## START EXTRACTED MATERIAL

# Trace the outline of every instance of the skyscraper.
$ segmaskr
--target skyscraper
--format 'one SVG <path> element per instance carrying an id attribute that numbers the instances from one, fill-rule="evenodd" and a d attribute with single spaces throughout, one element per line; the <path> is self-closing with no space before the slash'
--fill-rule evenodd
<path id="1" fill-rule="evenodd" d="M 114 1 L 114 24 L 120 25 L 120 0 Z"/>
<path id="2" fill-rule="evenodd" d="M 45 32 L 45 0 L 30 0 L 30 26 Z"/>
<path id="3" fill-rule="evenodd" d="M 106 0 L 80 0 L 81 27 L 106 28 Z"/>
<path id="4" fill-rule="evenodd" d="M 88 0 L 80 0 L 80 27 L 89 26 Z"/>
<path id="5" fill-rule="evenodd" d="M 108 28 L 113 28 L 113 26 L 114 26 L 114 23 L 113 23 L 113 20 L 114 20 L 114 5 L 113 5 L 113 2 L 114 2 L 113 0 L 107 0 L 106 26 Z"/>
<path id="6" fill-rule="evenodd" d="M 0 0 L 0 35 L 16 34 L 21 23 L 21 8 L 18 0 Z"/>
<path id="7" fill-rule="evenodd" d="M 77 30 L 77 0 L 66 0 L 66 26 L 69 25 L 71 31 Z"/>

## END EXTRACTED MATERIAL

§ TASK INSTRUCTIONS
Rewrite the lines above with every "skyscraper" replaced by "tower" and everything else left unchanged.

§ RESPONSE
# Trace the outline of every instance of the tower.
$ segmaskr
--target tower
--format 'one SVG <path> element per instance carrying an id attribute that numbers the instances from one, fill-rule="evenodd" and a d attribute with single spaces throughout, one element per line; the <path> is self-closing with no space before the slash'
--fill-rule evenodd
<path id="1" fill-rule="evenodd" d="M 114 1 L 114 24 L 120 25 L 120 0 Z"/>
<path id="2" fill-rule="evenodd" d="M 45 32 L 45 0 L 30 0 L 30 26 Z"/>
<path id="3" fill-rule="evenodd" d="M 106 0 L 80 0 L 81 27 L 106 28 Z"/>
<path id="4" fill-rule="evenodd" d="M 88 0 L 80 0 L 80 27 L 89 26 Z"/>
<path id="5" fill-rule="evenodd" d="M 108 28 L 113 28 L 113 26 L 114 26 L 114 23 L 113 23 L 113 20 L 114 20 L 114 5 L 113 5 L 113 2 L 114 2 L 113 0 L 107 0 L 106 26 Z"/>
<path id="6" fill-rule="evenodd" d="M 0 0 L 0 35 L 16 34 L 21 23 L 21 8 L 18 0 Z"/>
<path id="7" fill-rule="evenodd" d="M 77 30 L 77 0 L 66 0 L 66 26 L 69 25 L 71 31 Z"/>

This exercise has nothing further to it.